→ **Aim of the exercise**
Using the COVID-19 epigenetics thesis summary below, explain in one to three sentences why the study turned to Weighted Gene Co-expression Network Analysis after identifying the 880 CpG sites.

→ **Text passage**
Epigenetics of Covid-19: A Systems Biology Approach

This thesis investigates how DNA methylation serves as a critical regulatory layer that explains the extreme variability in COVID-19 outcomes, moving beyond the limitations of purely genetic explanations. By conducting an epigenome-wide association study on blood samples, the research initially identified 880 CpG sites significantly associated with disease severity, many of which are located within genes central to immune and inflammatory responses like SAMHD1 and NLRP3. While these individual probes highlighted biological processes such as interferon signaling and antiviral defense, they were initially insufficient for clear patient classification on their own. To gain a deeper understanding, the study adopted a systems biology approach using Weighted Gene Co-expression Network Analysis to identify modules of coordinated methylation. This revealed that COVID-19 severity is linked to broad shifts in immune, metabolic, and structural pathways, including B-cell signaling and viral entry mechanisms. From these networks, a refined signature of 55 CpGs was extracted using advanced statistical modeling. This signature proved highly effective at separating mild from severe cases across different patient cohorts, maintaining its predictive power regardless of the age or sex of the individual. The research culminated in the development of predictive machine learning models which were made transparent through the use of SHAP values. This allowed for both global insights into which methylation changes drive disease progression and local, patient-specific explanations of clinical risk. Despite limitations such as a modest sample size and the use of blood rather than lung tissue, the work demonstrates that DNA methylation encodes vital information about disease pathology. Ultimately, the thesis provides a reproducible framework for using epigenomics and machine learning to bridge the gap between genetic risk and clinical reality, offering potential new biomarkers for infectious and chronic diseases.

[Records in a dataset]

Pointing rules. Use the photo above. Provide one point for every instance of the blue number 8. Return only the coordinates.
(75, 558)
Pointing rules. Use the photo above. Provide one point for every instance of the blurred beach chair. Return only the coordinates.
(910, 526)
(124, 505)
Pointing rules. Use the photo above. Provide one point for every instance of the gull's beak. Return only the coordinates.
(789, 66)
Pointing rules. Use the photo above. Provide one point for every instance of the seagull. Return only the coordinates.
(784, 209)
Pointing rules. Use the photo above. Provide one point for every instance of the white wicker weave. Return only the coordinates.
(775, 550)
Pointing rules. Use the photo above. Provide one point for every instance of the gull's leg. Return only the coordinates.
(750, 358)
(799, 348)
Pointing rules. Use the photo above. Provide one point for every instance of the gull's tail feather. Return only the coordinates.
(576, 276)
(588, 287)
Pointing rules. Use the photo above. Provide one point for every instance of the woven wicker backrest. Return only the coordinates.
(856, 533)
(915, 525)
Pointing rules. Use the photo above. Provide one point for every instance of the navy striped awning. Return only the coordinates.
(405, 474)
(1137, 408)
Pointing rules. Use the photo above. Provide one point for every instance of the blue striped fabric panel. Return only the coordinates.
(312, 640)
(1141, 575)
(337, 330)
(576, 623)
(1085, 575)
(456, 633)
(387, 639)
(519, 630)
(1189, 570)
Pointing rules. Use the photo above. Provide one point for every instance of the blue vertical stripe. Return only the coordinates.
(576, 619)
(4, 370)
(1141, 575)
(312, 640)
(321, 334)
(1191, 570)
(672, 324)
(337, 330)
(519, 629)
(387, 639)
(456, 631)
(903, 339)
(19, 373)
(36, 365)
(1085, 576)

→ **Answer box**
The individual CpG probes pointed to processes such as interferon signaling and antiviral defense, but on their own they were insufficient for clear patient classification. The study therefore adopted this systems biology approach to gain a deeper understanding by identifying modules of coordinated methylation.